ASSIGNMENT:
Within the listing below, the lines containing "cloud" are to be counted. Give the number only.

• • • •

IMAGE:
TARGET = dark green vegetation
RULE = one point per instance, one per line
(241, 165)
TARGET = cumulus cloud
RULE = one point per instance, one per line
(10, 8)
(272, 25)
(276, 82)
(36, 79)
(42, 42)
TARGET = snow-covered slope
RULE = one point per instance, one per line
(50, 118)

• • • •

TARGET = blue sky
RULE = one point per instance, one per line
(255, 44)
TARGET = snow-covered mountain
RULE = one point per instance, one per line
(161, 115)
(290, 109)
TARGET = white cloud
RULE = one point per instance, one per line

• • • •

EXERCISE ANSWER:
2